**WORK REQUIRED**
Each record below should be given again exactly as it reads.

Records from a collection
##########

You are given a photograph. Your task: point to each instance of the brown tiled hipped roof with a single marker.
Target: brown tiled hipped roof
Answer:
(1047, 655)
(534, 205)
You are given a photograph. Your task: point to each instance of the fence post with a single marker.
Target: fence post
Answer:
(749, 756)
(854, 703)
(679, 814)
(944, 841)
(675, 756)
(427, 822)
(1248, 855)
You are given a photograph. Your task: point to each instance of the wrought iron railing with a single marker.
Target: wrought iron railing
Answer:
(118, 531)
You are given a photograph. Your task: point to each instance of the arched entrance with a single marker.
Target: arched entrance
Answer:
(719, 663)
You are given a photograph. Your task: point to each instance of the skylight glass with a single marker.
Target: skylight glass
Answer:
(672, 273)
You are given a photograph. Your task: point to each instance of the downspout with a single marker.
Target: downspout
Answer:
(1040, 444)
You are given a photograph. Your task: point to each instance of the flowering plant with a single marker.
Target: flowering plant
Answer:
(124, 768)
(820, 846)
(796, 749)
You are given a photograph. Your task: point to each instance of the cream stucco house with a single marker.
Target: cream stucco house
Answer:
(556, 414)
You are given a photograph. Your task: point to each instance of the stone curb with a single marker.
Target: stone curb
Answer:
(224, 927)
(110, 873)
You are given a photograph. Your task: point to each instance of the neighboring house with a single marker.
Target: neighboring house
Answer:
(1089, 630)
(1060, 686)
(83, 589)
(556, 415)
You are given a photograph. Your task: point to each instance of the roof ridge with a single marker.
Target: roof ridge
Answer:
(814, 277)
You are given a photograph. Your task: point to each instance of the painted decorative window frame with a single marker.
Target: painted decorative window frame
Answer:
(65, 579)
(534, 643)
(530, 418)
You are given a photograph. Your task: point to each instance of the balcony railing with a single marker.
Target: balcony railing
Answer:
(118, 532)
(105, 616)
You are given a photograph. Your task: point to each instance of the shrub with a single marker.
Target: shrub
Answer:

##########

**RESULT BELOW**
You are given a photograph. Your task: point to each instance of the brown tiled hipped roof with a single marker.
Target: brown tiled hipped roof
Answer:
(1047, 655)
(534, 205)
You are given a photograph. Your task: point to each instance of the fence post with a single marker.
Target: fence post
Answer:
(749, 756)
(854, 703)
(679, 814)
(944, 841)
(675, 756)
(427, 822)
(1248, 855)
You are given a photograph. Your task: point to each instance of the wrought iron railing with a single marker.
Target: wrought iron railing
Answer:
(118, 531)
You are given a photograph. Your task: point to each instance of the arched entrance with a single marker.
Target: arched entrance
Answer:
(719, 663)
You are given a photograph. Your task: point to each instance of the skylight glass with a single marker.
Target: skylight glass
Answer:
(672, 273)
You are given a photograph. Your task: point to each instance of the downspout with a single marker.
Target: downspout
Answer:
(1040, 444)
You are given a photograph. Your task: point to each instance of the flowering plant with a single marker.
Target: flowering plant
Answer:
(124, 768)
(820, 846)
(796, 749)
You are given a photograph. Your task: point to each instance of the cream stucco house with a single marker.
Target: cream stucco house
Answer:
(556, 414)
You are given a photograph. Your task: point to each instance of the stone curb with a single marker.
Target: stone curb
Answer:
(224, 927)
(110, 873)
You are given a photograph. Your task: point to each instance of the neighboring house with a single marker.
Target: neighboring house
Answer:
(1089, 630)
(1060, 686)
(83, 589)
(556, 415)
You are given a photograph. Your task: point to each instance of the roof ridge with a single marker.
Target: roof ridge
Answer:
(814, 277)
You are given a photograph. Your task: point to each instance of the painted decorative window frame with a single marker.
Target: painted decorative window frame
Answer:
(65, 579)
(534, 643)
(530, 418)
You are given a photograph. Your task: point to each instance of the balcony railing with a single marker.
Target: balcony railing
Answer:
(118, 532)
(105, 616)
You are given a photograph. Your task: point to each instance of the shrub with a single marker.
Target: shrub
Answer:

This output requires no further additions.